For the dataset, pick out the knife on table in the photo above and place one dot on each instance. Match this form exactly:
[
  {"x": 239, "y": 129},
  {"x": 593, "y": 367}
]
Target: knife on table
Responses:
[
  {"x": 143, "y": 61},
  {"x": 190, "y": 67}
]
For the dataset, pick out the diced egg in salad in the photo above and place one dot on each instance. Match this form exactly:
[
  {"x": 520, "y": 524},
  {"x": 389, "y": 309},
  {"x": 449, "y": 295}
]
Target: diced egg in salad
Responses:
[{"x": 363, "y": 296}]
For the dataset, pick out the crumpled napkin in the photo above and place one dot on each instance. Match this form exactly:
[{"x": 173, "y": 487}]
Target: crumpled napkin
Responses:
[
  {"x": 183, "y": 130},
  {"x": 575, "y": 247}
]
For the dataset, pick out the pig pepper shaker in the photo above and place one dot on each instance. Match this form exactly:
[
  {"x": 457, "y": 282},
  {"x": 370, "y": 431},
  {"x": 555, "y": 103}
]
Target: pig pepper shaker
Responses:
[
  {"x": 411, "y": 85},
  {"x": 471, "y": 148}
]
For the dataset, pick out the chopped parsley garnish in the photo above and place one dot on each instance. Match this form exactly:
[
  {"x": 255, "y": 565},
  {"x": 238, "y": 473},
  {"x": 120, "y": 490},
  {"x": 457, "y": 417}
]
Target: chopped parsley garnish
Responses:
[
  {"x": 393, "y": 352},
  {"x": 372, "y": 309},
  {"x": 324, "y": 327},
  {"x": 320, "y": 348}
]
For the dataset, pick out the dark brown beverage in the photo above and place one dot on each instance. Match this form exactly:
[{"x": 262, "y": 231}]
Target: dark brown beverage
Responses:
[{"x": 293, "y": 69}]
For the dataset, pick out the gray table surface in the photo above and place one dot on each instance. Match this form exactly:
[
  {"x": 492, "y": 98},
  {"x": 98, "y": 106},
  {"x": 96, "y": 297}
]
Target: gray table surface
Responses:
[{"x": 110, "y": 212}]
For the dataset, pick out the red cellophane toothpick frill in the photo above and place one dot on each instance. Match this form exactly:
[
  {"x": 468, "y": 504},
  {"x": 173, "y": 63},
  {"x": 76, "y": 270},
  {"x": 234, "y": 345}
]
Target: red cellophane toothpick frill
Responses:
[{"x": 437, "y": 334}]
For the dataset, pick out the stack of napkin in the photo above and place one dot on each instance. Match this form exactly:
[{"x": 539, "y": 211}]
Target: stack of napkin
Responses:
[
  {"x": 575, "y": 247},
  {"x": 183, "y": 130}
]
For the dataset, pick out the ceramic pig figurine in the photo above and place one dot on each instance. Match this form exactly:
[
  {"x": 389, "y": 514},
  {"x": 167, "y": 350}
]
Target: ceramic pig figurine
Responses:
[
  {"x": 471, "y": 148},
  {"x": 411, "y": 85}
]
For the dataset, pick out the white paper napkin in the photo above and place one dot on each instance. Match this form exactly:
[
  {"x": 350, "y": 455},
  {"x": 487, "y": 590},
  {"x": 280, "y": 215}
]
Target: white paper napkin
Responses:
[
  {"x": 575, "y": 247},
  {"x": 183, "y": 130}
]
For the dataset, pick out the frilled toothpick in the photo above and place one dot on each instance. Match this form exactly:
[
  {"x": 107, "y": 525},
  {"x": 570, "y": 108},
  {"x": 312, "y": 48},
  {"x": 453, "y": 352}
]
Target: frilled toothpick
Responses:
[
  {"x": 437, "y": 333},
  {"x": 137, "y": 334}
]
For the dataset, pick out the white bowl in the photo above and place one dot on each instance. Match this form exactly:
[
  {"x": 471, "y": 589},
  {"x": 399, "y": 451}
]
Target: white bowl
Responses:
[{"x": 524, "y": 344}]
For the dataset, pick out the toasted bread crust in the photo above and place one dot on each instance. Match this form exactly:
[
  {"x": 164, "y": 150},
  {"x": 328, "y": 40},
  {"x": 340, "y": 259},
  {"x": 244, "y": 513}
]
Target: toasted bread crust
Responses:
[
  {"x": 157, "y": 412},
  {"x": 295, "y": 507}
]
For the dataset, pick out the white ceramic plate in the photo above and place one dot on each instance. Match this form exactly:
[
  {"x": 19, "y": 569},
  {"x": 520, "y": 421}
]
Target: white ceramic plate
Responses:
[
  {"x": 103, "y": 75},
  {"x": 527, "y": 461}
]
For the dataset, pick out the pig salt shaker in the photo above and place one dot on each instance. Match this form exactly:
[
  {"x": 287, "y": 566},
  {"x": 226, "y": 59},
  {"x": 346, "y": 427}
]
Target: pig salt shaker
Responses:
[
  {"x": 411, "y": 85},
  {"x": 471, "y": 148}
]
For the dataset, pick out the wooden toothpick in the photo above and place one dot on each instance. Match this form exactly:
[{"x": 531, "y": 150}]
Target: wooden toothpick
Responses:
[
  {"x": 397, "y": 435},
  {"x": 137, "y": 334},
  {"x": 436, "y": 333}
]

+++

### Instructions for the task
Copy out each record from above, exactly.

### Reply
For the dataset, pick out the knife on table in the photo above and place one dot on each instance. Match this form exactly:
[
  {"x": 239, "y": 129},
  {"x": 593, "y": 367}
]
Target: knife on table
Responses:
[
  {"x": 143, "y": 61},
  {"x": 190, "y": 67}
]
For the dataset, pick out the diced egg in salad in the photo above and place one dot on each instance. Match this form exactly:
[
  {"x": 520, "y": 524},
  {"x": 389, "y": 309},
  {"x": 449, "y": 295}
]
Target: diced egg in salad
Responses:
[{"x": 363, "y": 296}]
For the dataset, pick out the crumpled napkin in the photo above and place one dot on each instance. Match this form exactly:
[{"x": 173, "y": 487}]
Target: crumpled napkin
Responses:
[
  {"x": 183, "y": 130},
  {"x": 575, "y": 247}
]
For the dataset, pick out the pig pepper shaker in the photo above and place one dot on each instance. Match this form exactly:
[
  {"x": 457, "y": 282},
  {"x": 370, "y": 431},
  {"x": 555, "y": 103}
]
Target: pig pepper shaker
Responses:
[
  {"x": 411, "y": 85},
  {"x": 471, "y": 148}
]
For the dataset, pick out the chopped parsley garnish in the photo above and place one dot on each instance. Match this form exactly:
[
  {"x": 255, "y": 565},
  {"x": 238, "y": 473},
  {"x": 120, "y": 490},
  {"x": 457, "y": 417}
]
Target: chopped parsley garnish
Responses:
[
  {"x": 393, "y": 352},
  {"x": 372, "y": 309},
  {"x": 324, "y": 327},
  {"x": 320, "y": 348}
]
For the dataset, pick out the dark brown beverage in the photo above and place one dot on each instance. Match this form exactly:
[{"x": 262, "y": 231}]
Target: dark brown beverage
Responses:
[{"x": 293, "y": 69}]
For the dataset, pick out the gray table surface in the photo above and place one dot on each instance. Match this form exactly:
[
  {"x": 492, "y": 98},
  {"x": 98, "y": 106},
  {"x": 96, "y": 297}
]
Target: gray table surface
Responses:
[{"x": 110, "y": 212}]
For the dataset, pick out the red cellophane toothpick frill in the photo above and place one dot on each instance. Match this form exactly:
[
  {"x": 468, "y": 504},
  {"x": 173, "y": 63},
  {"x": 76, "y": 270},
  {"x": 234, "y": 345}
]
Target: red cellophane toothpick frill
Responses:
[{"x": 437, "y": 334}]
For the dataset, pick out the stack of napkin in the photo above and place one dot on each instance. Match this form exactly:
[{"x": 539, "y": 211}]
Target: stack of napkin
Responses:
[
  {"x": 575, "y": 247},
  {"x": 183, "y": 130}
]
For the dataset, pick out the ceramic pig figurine in the photo above and place one dot on each instance. Match this form exactly:
[
  {"x": 389, "y": 514},
  {"x": 167, "y": 350}
]
Target: ceramic pig figurine
Responses:
[
  {"x": 471, "y": 148},
  {"x": 411, "y": 85}
]
For the dataset, pick out the white paper napkin in the photo above and place one dot on each instance. Match this form exactly:
[
  {"x": 350, "y": 455},
  {"x": 487, "y": 590},
  {"x": 280, "y": 215}
]
Target: white paper napkin
Responses:
[
  {"x": 575, "y": 247},
  {"x": 183, "y": 130}
]
For the dataset, pick out the frilled toothpick in the photo above and place one dot on each instance. Match this form exactly:
[
  {"x": 107, "y": 525},
  {"x": 570, "y": 108},
  {"x": 312, "y": 48},
  {"x": 453, "y": 352}
]
Target: frilled toothpick
Responses:
[
  {"x": 437, "y": 333},
  {"x": 137, "y": 334}
]
For the dataset, pick out the white bowl in the photo above and place one dot on each instance. Match this form exactly:
[
  {"x": 471, "y": 589},
  {"x": 399, "y": 451}
]
Target: white bowl
Responses:
[{"x": 524, "y": 344}]
For the dataset, pick out the toasted bread crust in the photo above and place one dot on each instance. Match this form exactly:
[
  {"x": 164, "y": 150},
  {"x": 328, "y": 40},
  {"x": 340, "y": 259},
  {"x": 244, "y": 513}
]
Target: toasted bread crust
Responses:
[
  {"x": 157, "y": 412},
  {"x": 295, "y": 507}
]
For the dataset, pick out the white ceramic plate in the photo above and place one dot on each instance. Match this form exactly:
[
  {"x": 19, "y": 569},
  {"x": 520, "y": 421}
]
Target: white ceramic plate
Responses:
[
  {"x": 103, "y": 75},
  {"x": 527, "y": 461}
]
For the dataset, pick out the pig salt shaker in the photo above and place one dot on each instance. Match this form exactly:
[
  {"x": 287, "y": 566},
  {"x": 226, "y": 59},
  {"x": 346, "y": 427}
]
Target: pig salt shaker
Responses:
[
  {"x": 411, "y": 85},
  {"x": 471, "y": 148}
]
For the dataset, pick out the wooden toothpick in the photo above and place one dot on each instance. Match this form exactly:
[{"x": 531, "y": 150}]
Target: wooden toothpick
Responses:
[
  {"x": 397, "y": 435},
  {"x": 137, "y": 334},
  {"x": 436, "y": 333}
]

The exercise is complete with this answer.